§ Wat te doen
Kun je de tekst hieronder over het voorkomen van woninginbraak hervatten en hem verder schrijven vanaf de laatste zin?

═════ Aangeleverd fragment

Van november tot en met februari vinden ieder jaar de meeste woninginbraken plaats. In het donker zijn inbrekers namelijk minder zichtbaar en kunnen ze gemakkelijker hun gang gaan. Met deze tips kunt u de kans op woninginbraak verkleinen. Inbrekers kijken vooral hoe gemakkelijk ze een huis binnen kunnen komen.
Dus:
• Doe ramen dicht en draai de deur op slot. Ook als u maar eventjes weggaat.
• Laat uw sleutels niet aan de binnenkant van het slot zitten.
• Verstop uw sleutel nooit onder de deurmat of een bloempot.
• Gebruik goedgekeurd hang- en sluitwerk voor uw huis. Deze herkent u aan het SKG-logo met drie sterren.
• Leg waardevolle spullen uit het zicht.

══════════
═════ Getoonde gegevens

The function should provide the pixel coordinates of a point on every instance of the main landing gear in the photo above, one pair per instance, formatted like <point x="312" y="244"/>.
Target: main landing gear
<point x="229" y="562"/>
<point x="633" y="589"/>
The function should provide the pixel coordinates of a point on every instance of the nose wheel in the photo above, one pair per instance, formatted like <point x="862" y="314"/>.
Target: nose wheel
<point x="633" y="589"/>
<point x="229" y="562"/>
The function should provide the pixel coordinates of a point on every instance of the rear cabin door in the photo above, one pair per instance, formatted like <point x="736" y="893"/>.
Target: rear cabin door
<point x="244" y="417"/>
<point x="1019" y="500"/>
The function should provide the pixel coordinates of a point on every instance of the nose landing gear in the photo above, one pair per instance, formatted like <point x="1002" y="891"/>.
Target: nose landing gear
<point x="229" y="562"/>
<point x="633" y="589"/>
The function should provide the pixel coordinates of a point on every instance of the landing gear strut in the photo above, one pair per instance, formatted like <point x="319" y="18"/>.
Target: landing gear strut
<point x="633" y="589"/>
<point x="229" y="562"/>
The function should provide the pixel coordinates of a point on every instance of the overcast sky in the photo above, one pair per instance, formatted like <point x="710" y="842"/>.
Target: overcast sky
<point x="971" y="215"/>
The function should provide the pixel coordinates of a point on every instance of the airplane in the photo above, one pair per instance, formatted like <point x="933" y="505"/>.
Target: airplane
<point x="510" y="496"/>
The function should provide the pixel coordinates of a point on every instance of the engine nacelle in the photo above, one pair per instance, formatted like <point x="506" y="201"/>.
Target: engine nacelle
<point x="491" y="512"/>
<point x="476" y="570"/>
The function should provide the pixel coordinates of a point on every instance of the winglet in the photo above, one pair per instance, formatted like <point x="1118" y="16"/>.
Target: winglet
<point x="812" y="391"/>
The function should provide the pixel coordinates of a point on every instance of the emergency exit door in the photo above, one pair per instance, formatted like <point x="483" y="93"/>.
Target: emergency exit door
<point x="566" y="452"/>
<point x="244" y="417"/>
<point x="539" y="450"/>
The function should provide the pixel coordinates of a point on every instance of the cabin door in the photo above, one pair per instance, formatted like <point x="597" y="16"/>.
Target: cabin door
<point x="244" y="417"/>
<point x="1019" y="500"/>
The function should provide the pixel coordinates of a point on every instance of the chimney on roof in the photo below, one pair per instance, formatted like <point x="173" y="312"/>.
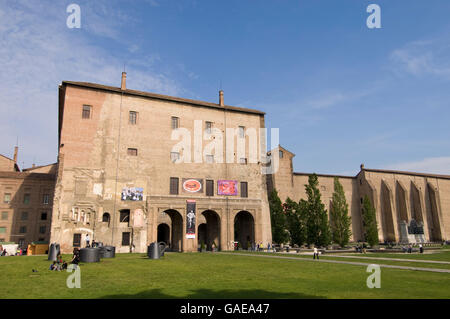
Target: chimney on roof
<point x="123" y="85"/>
<point x="16" y="150"/>
<point x="221" y="103"/>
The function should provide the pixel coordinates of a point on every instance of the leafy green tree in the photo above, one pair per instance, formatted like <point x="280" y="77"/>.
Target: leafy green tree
<point x="295" y="222"/>
<point x="370" y="226"/>
<point x="277" y="219"/>
<point x="340" y="220"/>
<point x="317" y="226"/>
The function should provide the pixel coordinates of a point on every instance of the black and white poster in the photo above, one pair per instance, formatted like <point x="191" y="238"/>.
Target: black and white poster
<point x="190" y="219"/>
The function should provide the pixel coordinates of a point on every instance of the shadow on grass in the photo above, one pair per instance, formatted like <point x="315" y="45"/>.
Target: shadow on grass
<point x="215" y="294"/>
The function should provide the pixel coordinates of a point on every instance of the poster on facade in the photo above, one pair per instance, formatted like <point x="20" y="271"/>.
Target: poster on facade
<point x="226" y="187"/>
<point x="192" y="185"/>
<point x="132" y="193"/>
<point x="190" y="219"/>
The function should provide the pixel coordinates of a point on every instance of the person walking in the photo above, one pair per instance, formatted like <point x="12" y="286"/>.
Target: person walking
<point x="87" y="239"/>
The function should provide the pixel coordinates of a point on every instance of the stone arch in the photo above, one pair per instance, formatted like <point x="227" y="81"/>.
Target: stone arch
<point x="244" y="229"/>
<point x="387" y="221"/>
<point x="176" y="238"/>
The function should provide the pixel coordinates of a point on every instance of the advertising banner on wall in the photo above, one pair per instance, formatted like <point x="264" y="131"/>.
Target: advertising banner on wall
<point x="226" y="187"/>
<point x="190" y="219"/>
<point x="192" y="185"/>
<point x="132" y="193"/>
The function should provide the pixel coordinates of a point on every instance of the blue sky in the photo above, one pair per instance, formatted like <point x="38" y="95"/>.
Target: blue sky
<point x="342" y="94"/>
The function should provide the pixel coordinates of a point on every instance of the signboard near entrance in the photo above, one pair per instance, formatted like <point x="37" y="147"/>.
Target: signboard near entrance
<point x="190" y="219"/>
<point x="225" y="187"/>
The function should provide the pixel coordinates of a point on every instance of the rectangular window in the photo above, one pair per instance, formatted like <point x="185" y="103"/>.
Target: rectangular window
<point x="241" y="131"/>
<point x="175" y="123"/>
<point x="209" y="187"/>
<point x="132" y="151"/>
<point x="174" y="186"/>
<point x="208" y="127"/>
<point x="209" y="159"/>
<point x="45" y="199"/>
<point x="133" y="117"/>
<point x="7" y="198"/>
<point x="244" y="191"/>
<point x="76" y="240"/>
<point x="174" y="156"/>
<point x="86" y="111"/>
<point x="126" y="239"/>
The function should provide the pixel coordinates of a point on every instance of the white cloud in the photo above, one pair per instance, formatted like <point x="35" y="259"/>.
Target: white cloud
<point x="38" y="51"/>
<point x="432" y="165"/>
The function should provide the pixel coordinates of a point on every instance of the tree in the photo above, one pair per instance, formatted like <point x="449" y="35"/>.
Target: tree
<point x="277" y="219"/>
<point x="295" y="222"/>
<point x="369" y="222"/>
<point x="317" y="226"/>
<point x="340" y="220"/>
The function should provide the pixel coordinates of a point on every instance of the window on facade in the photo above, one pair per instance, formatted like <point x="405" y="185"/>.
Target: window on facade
<point x="175" y="123"/>
<point x="26" y="198"/>
<point x="126" y="239"/>
<point x="244" y="190"/>
<point x="209" y="187"/>
<point x="241" y="131"/>
<point x="208" y="127"/>
<point x="76" y="240"/>
<point x="132" y="151"/>
<point x="86" y="111"/>
<point x="7" y="198"/>
<point x="174" y="156"/>
<point x="125" y="216"/>
<point x="174" y="186"/>
<point x="209" y="158"/>
<point x="133" y="118"/>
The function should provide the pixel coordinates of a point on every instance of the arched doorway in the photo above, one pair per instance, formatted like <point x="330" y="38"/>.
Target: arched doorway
<point x="176" y="240"/>
<point x="211" y="230"/>
<point x="164" y="233"/>
<point x="244" y="229"/>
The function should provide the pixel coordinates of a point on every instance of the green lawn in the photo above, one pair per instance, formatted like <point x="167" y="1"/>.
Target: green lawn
<point x="207" y="275"/>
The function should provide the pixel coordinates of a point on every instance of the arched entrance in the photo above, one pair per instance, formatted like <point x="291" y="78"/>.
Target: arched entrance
<point x="244" y="229"/>
<point x="164" y="233"/>
<point x="176" y="239"/>
<point x="209" y="232"/>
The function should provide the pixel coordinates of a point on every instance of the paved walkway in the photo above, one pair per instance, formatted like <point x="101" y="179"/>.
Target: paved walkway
<point x="344" y="262"/>
<point x="395" y="259"/>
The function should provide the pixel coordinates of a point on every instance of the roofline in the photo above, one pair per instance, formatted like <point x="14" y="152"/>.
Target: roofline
<point x="161" y="97"/>
<point x="324" y="175"/>
<point x="406" y="173"/>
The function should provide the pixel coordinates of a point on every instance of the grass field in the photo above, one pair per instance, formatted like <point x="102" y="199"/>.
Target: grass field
<point x="219" y="275"/>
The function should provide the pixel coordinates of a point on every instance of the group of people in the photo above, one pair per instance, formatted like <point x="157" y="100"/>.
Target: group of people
<point x="60" y="264"/>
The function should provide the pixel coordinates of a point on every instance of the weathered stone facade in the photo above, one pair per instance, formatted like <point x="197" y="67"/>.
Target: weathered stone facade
<point x="95" y="165"/>
<point x="410" y="207"/>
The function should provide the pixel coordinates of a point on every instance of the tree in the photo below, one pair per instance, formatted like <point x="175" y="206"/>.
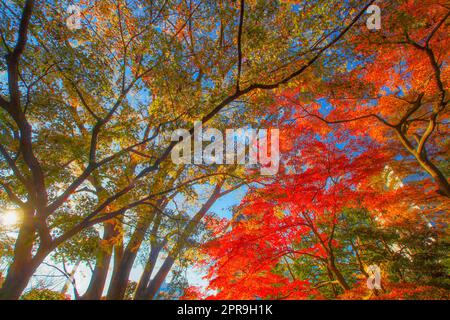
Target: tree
<point x="75" y="104"/>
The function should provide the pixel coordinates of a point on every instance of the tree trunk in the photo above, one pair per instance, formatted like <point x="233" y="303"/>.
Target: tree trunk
<point x="24" y="264"/>
<point x="122" y="270"/>
<point x="98" y="279"/>
<point x="339" y="277"/>
<point x="156" y="283"/>
<point x="148" y="270"/>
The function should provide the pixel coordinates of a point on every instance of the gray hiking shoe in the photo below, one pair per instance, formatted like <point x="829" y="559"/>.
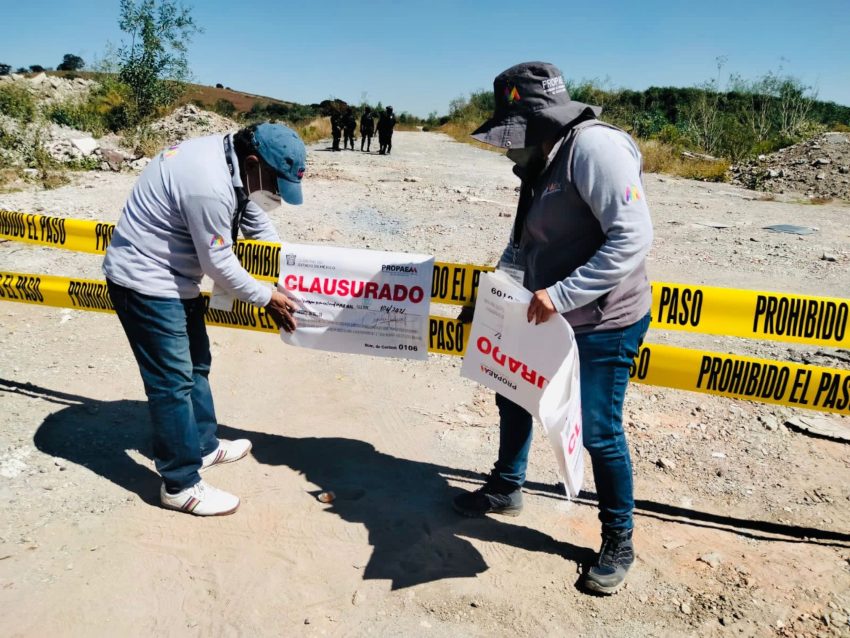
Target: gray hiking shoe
<point x="615" y="558"/>
<point x="490" y="498"/>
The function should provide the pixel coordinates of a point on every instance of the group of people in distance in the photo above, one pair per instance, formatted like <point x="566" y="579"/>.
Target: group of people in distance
<point x="581" y="235"/>
<point x="344" y="124"/>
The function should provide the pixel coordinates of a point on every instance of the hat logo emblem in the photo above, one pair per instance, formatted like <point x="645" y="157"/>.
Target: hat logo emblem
<point x="512" y="95"/>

══════════

§ Het antwoord
Zorg voor een bewoonde indruk
Een inbreker breekt het liefste in als de bewoners niet thuis zijn. Met deze tips kunt u het erop laten lijken dat er toch iemand thuis is:
• Laat een lampje aan als u vertrekt. Het liefst ledverlichting, om stroom te besparen.
• Maak gebruik van slimme verlichting of een tijdschakelklok. Deze laten op verschillende momenten licht aangaan in uw huis. U kunt er ook voor kiezen om het licht bijvoorbeeld pas aan te laten gaan wanneer het donker is.
• Laat eventueel koffiekopjes of iets dergelijks staan.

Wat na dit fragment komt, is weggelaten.